-- EXCERPTED TEXT --
┌──
By Karan Jain 5 years ago 687 Views No comments

Dedicated to the glory of deities, Hindu temples and religious sculptures of India help devotees take the path of moksha. According to Hinduism, there are typically three goals of life for humans on earth, and they should aspire to attain all of them: Artha or wealth acquisition via a profession, kama or sexual interactions, and moksha or spiritual salvation. The sculptures etched on the walls of temples across the length and breadth of the country depict kama and artha and are certainly a sight a behold.

This holistic view is often reflected in the collection and production of art in India. It is not too difficult for devotees as well as art lovers understand the apparently secular and various sensuous themes decorated on the walls of Indian temples. As you go about the act of buying small sculptures for home, what follows below will surely guide your selection.

Hinduism –a Closer Look

As a religion, Hinduism has no single founder, prophet or spokesman. The origins of this religion are complex and mixed. The various strands that combine to influence its spread can be attributed to the Vedas, Sanskrit literature of Aryans, beliefs of indigenous peoples, power of female deities, symbols of the efficacy of fertility, and the supremacy of Vishnu, Shiva, and Shakti (literally, "power"). The existence of thousands of deities and pluralism is evident in Hinduism, and serves to be baffling to non-Hindus. Here, one facet or the other—be it Krishna, Rama, or Ganesha-- beckons individual believers with irresistible magnetism. Hindus acknowledge the power of such facets and worship the same, thereby taking varied paths towards the ultimate goal. This explains the attraction of religious paintings and sculptures for art lovers in India.

The Hindu Temple

Here, sculpture and architecture are inextricably linked. The complete picture of Indian architecture therefore mentions lavishly sculptured decorations with which temples, monuments, and other historical venues are covered. For instance, if you buy a Ganesh statue online, you can expect the design to have its origin in a Hindu temple located somewhere in the country. In most cases, the exterior walls of the sacred inner sanctum contains sculpted images portraying various aspects and postures of the deity that's enshrined within, and clearly expresses the power and overall essence of the deity.

The exterior of the porch and hall are also lined with figural sculpture. Most figures highlight mythological events linked to the enshrined deity, with separate areas set aside for a variety of other deities. There are regional variations that exist in the sculptures too. For example, certain temples in Orissa contain idols of Parvati (his consort), as well as Ganesha and Skanda (his sons). The same style may not be visible in the temples situated in the northern states of the country.

Additionally, temple walls often feature images of women, scroll-like foliage, or mithunas (couples in various postures) and so forth. Buyers of decorative sculptures for home or office consider the recreations of these designs as a symbol of abundance, growth, and prosperity; in other words, as auspicious motifs.

Aspects of Decorative Sculptures

Sculptures of deities are frequently portrayed with different facial expressions and multiple arms, especially when they happen to be engaged in combative sequences of cosmic consequence targeted towards destroying powerful evil forces. These multiple arms emphasize the immense power of deities and their ability to perform many different feats at a single point of time. Indian sculptors and artists have found these idols an effective and simple means of showcasing the omnipotence and omnipresence of a deity. Sculptures of Shiva and Ganesh are the most popular in the lot and indicate their essential character as well as their blissful and fierce aspects alike.

Sculptures, just like paintings, make for coveted home décor pieces and are certainly the right way to go!
└──
-- ENTRIES --
┌──
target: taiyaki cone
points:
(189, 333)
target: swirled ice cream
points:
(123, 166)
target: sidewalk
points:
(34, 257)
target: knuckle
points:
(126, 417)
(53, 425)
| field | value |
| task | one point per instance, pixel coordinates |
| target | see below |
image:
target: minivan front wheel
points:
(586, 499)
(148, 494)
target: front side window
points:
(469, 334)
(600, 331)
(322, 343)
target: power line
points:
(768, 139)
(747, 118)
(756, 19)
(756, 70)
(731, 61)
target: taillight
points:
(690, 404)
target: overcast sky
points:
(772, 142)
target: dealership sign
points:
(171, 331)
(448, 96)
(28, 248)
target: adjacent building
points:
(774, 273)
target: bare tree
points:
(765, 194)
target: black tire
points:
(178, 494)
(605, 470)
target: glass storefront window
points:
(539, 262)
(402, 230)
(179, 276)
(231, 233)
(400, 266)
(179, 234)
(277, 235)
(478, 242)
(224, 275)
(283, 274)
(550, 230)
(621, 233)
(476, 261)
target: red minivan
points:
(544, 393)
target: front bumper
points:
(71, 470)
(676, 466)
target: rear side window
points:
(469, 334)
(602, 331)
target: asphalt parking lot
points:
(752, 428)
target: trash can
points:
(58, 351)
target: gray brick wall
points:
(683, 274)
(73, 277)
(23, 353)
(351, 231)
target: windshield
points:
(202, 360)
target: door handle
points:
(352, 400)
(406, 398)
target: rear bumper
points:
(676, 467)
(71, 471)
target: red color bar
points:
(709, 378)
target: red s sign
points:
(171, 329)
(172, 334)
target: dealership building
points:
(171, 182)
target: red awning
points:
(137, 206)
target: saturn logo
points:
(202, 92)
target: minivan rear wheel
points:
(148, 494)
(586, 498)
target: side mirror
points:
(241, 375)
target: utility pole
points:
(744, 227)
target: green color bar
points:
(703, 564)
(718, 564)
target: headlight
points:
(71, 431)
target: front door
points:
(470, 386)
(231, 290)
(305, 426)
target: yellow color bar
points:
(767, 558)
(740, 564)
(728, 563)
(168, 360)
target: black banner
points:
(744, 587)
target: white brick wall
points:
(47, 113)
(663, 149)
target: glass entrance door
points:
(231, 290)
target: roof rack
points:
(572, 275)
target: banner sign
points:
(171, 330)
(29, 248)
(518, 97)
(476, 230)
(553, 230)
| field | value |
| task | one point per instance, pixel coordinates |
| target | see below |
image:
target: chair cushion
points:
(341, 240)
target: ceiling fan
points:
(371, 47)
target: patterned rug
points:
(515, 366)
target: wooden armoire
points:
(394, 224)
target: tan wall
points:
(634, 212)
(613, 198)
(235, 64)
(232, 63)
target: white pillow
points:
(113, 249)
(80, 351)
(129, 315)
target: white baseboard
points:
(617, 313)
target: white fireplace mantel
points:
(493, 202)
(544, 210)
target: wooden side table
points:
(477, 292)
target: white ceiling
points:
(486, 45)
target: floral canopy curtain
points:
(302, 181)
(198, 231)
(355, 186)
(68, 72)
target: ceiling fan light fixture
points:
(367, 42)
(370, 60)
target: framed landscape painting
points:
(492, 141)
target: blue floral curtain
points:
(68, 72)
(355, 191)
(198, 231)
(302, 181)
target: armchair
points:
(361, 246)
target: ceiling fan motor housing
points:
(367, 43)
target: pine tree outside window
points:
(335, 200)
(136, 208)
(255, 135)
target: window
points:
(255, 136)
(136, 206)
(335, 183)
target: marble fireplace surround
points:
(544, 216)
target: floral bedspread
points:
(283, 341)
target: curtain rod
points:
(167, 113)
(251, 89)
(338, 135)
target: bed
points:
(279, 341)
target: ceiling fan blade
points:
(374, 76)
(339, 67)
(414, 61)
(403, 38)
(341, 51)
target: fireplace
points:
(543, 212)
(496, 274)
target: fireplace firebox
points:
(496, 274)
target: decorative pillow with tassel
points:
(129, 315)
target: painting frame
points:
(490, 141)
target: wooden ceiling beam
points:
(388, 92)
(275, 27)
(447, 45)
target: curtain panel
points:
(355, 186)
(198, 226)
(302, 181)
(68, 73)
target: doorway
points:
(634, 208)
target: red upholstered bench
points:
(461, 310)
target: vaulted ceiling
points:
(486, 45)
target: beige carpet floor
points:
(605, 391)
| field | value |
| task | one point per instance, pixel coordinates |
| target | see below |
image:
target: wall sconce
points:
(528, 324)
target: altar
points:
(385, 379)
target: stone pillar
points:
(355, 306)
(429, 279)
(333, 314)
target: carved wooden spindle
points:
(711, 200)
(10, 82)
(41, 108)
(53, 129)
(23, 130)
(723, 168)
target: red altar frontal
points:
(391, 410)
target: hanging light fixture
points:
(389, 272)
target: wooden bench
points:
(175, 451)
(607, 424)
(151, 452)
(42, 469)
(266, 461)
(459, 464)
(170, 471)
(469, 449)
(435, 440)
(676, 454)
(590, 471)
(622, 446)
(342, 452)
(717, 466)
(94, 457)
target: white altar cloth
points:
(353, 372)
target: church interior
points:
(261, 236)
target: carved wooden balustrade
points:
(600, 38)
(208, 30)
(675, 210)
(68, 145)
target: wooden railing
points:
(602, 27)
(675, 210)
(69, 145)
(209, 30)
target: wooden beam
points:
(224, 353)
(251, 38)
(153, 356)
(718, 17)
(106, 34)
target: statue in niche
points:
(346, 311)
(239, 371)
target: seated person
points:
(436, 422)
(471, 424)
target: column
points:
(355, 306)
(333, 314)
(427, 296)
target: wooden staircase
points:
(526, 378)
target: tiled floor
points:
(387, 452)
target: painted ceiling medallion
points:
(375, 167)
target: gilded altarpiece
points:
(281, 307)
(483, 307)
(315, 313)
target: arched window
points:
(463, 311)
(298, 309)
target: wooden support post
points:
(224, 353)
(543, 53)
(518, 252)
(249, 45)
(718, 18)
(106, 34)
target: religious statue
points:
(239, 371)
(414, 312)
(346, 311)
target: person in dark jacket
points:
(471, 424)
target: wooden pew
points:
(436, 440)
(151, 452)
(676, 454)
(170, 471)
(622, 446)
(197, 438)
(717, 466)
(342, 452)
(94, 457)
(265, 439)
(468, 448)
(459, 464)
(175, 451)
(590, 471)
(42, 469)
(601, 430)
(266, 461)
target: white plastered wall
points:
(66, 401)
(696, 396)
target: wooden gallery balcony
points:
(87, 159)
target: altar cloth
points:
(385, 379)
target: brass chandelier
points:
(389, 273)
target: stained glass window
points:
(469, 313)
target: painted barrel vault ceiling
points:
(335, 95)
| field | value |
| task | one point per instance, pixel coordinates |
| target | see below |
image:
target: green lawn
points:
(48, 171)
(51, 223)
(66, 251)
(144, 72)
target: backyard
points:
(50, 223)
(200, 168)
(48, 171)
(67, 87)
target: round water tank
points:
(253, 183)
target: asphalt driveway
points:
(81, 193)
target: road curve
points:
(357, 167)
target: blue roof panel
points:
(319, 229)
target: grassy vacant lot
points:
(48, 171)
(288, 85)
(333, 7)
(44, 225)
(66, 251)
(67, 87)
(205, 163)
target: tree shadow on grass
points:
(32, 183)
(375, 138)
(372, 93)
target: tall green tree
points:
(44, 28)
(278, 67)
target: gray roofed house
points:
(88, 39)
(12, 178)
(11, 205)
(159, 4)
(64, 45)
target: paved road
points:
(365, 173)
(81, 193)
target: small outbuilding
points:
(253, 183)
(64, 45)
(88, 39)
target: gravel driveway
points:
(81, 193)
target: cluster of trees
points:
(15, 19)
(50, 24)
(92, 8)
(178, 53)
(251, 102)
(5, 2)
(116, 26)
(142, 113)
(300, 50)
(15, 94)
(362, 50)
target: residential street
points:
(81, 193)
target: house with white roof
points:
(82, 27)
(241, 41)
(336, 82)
└──
-- WORK TO DO --
A) Answer these about the article on Hindu temple sculpture:
(i) What three goals of life does Hinduism set for humans?
(ii) What do the multiple arms on sculptures of deities emphasize?
(iii) Sculptures of which two deities are the most popular?
B) Show every line of the listing that contains the word "black". Case counts.

-- RESULTS --
A)
(i) Artha (wealth acquisition through a profession), kama (sexual interactions) and moksha (spiritual salvation).
(ii) The immense power of deities and their ability to perform many different feats at a single point of time.
(iii) Shiva and Ganesh.

B)
target: black tire
target: black banner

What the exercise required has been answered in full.